The piece of art is now surrounded by a black curtain, with arrow signs on its exterior directing viewers to enter on one side. It looks strange: a one-work, self-enclosed gallery within a gallery, like its own mini-peep show or a mysterious polling booth. What could possibly be so shocking, illicit, or unsavory that needs to be covered up so dramatically?
In fact, it is a soberly composed digital art-work, Meeting Under a Black Moon on the Plains of Despair, showing a group of six robed and hooded Ku Klux Klan members. It is plain, almost documentary in style, not inflammatory nor overtly political in content, but it has fallen foul of yet another angry student body—hence the black curtain.
When the artist Garry Harley’s digital work depicting members of the Klan was selected by Salem State University to be featured in an election-inspired State of the Union art exhibit, he didn’t anticipate that the work would be met with such controversy that the Salem, Massachusetts, school decided to temporarily close its Winfisky Gallery last week.
“We would like to apologize to those in the campus community who have experienced distress resulting from this exhibit,” the university’s Art and Design department said in a statement. “We are sorry. Yesterday’s conversation made clear the strong emotions this exhibit has caused.”
The image elicited uproar from marginalized students on campus, who criticized the university’s decision to exhibit an image that conveyed and, some argued, promoted the KKK’s hatred and bigotry.
Salem State’s initial response was to display statements from the artists—which are usually featured in a book at the center of the gallery—directly next to the works.
While Harley’s Ku Klux Klan image was the most contentious of the 18 works featured in the exhibit, students objected to three other works, including Harley’s portrayal of Jews rounded up after the Warsaw ghetto uprising in 1943, titled They Came For My Brother and I Turned Away—Then They Came For Me a Sunny Day in October. (Both of Harley’s works were inspired by historical photographs.)
The university also covered the gallery’s glass doors so that no one would have to see images without context and posted a sign outside the gallery warning that the exhibit contained potentially offensive works.
But these were not sufficient compromises. Last week, 50 members of the community gathered at an open forum to discuss the exhibit and hear from Harley, who explained that his pieces were cautionary comments on the power of Donald Trump’s hateful, racist rhetoric.
“The conversation was difficult because some students suggested that I was ‘portraying black and Hispanic folks,’ and that wasn’t true, so I was able to offer up original photographic sources that my works were based on,” Harley, 77, told The Daily Beast. “I made the point that I was probably the oldest guy in the room, and that I’d seen this part of our history before and that what we’re dealing with now is a new set of experiences and conditions and concerns.”

Given exercise 1: List every number written in digits in the article on the Salem State exhibit, in the order they appear.
The entries below have no connection to the article on the Salem State exhibit.

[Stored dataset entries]
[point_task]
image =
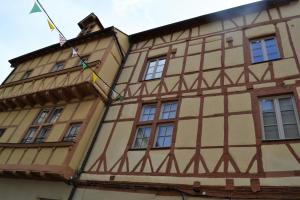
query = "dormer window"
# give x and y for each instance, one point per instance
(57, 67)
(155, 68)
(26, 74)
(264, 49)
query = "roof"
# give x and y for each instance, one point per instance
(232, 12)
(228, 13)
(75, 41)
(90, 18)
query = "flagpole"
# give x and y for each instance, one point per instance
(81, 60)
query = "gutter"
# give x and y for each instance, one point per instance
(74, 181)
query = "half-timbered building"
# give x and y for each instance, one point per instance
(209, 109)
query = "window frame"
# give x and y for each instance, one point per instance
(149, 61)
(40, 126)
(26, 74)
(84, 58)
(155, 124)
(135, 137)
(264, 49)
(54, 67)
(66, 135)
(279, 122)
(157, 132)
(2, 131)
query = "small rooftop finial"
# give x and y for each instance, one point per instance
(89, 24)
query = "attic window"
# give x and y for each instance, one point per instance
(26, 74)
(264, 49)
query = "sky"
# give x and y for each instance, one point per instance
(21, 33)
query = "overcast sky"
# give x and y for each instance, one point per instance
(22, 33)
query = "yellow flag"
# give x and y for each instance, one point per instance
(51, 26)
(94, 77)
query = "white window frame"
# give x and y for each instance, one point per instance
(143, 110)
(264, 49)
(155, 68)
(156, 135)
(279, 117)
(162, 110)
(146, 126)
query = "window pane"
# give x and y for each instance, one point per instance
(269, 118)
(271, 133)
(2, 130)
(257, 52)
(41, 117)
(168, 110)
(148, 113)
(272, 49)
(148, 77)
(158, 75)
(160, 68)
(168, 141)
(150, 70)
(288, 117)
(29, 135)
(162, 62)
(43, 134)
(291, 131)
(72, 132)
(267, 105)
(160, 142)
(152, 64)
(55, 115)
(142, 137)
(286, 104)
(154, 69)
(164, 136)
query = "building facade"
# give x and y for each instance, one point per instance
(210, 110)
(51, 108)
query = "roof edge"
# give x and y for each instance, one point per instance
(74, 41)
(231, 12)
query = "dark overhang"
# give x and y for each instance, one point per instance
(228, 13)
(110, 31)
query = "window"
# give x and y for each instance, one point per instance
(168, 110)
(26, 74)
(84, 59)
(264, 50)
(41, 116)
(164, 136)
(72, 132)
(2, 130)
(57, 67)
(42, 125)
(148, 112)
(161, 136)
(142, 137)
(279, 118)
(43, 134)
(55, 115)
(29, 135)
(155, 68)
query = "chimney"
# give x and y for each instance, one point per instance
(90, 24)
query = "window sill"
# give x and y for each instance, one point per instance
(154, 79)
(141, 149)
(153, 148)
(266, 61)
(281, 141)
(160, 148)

...

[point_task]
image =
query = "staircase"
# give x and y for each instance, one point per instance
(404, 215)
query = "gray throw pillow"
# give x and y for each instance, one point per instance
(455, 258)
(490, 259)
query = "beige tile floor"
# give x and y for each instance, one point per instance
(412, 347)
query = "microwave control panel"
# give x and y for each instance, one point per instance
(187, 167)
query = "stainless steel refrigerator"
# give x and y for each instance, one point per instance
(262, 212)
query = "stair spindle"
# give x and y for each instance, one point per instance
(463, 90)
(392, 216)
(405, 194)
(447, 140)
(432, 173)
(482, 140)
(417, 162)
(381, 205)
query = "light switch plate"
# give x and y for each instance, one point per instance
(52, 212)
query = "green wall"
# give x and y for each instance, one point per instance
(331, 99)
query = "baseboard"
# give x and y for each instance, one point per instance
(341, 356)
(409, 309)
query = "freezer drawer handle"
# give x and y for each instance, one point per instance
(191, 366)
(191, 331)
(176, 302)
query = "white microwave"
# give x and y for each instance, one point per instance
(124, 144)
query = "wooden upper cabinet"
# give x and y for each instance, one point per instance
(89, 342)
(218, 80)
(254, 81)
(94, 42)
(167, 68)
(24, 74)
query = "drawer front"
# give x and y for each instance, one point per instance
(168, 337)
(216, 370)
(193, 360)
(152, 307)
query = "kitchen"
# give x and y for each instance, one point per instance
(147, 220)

Given exercise 2: Filter the entries down to every line containing the string "drawer" and copy each of those lines.

Full output 1: 18, 1943, 50, 77

Full output 2:
query = "freezer drawer handle"
query = "drawer front"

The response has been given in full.